REQUIREMENT
Put the data, from its first line up to and including the line with "198 L 10 199", into a Markdown table with the columns Row and Line, numbering each line and skipping blank ones. Leave the pictures out of the table.

Image outline annotation data:
======

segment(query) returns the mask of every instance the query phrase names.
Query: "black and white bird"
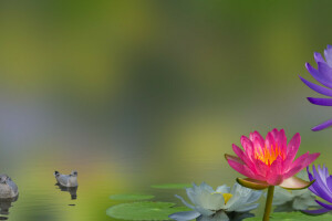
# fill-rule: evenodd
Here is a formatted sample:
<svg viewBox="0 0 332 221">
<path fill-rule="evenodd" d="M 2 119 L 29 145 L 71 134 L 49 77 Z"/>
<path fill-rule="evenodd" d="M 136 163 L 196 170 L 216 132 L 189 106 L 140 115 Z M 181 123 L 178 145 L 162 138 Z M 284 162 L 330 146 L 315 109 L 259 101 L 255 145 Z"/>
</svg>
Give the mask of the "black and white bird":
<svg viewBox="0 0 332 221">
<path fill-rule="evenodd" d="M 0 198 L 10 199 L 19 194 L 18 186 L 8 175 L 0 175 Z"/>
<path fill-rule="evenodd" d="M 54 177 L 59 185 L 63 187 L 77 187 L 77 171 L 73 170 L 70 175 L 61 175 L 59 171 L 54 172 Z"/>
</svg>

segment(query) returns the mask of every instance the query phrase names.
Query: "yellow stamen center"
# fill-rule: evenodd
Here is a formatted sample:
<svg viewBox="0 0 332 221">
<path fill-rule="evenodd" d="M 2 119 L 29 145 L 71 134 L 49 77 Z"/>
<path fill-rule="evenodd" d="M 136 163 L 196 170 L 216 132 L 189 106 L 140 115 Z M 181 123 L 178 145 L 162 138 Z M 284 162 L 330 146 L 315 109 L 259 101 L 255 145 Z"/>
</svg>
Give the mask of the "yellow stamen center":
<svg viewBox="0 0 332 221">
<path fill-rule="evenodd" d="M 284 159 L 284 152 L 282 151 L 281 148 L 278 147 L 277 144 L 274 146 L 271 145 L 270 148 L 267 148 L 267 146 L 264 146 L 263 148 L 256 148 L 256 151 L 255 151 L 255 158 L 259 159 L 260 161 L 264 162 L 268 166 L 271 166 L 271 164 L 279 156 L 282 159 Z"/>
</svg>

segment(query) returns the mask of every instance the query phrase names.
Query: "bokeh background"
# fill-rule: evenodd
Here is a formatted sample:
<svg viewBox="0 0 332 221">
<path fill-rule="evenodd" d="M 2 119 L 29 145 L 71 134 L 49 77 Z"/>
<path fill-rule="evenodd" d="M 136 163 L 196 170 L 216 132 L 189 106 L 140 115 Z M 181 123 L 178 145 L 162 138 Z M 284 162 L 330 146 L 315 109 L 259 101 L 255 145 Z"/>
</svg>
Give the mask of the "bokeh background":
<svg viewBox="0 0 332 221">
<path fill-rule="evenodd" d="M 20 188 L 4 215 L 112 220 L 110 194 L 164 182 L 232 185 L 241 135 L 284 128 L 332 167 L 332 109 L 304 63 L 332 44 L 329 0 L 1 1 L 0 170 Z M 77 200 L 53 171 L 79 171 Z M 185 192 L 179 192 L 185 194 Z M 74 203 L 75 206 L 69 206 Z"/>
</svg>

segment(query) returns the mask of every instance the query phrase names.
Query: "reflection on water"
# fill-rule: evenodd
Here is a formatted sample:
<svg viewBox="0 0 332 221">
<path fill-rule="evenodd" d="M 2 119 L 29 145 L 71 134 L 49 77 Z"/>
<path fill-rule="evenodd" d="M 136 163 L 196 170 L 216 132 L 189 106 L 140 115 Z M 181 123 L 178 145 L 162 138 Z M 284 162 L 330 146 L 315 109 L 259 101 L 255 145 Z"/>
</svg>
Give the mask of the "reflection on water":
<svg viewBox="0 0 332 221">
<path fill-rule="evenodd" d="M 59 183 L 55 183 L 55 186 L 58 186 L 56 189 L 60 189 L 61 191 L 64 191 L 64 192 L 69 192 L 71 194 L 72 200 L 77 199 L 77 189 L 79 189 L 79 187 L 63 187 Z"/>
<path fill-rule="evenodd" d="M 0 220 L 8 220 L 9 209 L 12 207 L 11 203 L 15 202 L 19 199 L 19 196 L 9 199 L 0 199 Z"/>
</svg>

======

THE RESULT
| Row | Line |
|---|---|
| 1 | segment(query) returns the mask of every instance the query phrase names. |
| 2 | Query: "black and white bird" |
| 3 | # fill-rule: evenodd |
| 4 | Here is a formatted sample: |
| 5 | <svg viewBox="0 0 332 221"> |
| 6 | <path fill-rule="evenodd" d="M 2 119 L 29 145 L 71 134 L 49 77 Z"/> |
| 7 | <path fill-rule="evenodd" d="M 136 163 L 196 170 L 216 132 L 189 106 L 140 115 Z M 181 123 L 178 145 L 162 138 Z M 284 162 L 330 146 L 315 109 L 259 101 L 255 145 Z"/> |
| 8 | </svg> |
| 9 | Give the mask of the "black and white bird": |
| 10 | <svg viewBox="0 0 332 221"> |
| 11 | <path fill-rule="evenodd" d="M 0 198 L 10 199 L 19 194 L 18 186 L 8 175 L 0 175 Z"/> |